>> Begin RECORDS TO PROCESS

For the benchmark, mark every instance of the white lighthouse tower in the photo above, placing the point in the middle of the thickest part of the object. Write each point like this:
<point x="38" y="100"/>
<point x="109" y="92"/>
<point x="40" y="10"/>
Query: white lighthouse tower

>> End RECORDS TO PROCESS

Can you repeat every line of the records above, word for word and in the same order?

> _EXPECTED ANSWER_:
For the benchmark, mark every instance of the white lighthouse tower in the photo above, placing the point in the middle of the thickest part of the object. Write each point like this:
<point x="38" y="100"/>
<point x="109" y="92"/>
<point x="40" y="10"/>
Query: white lighthouse tower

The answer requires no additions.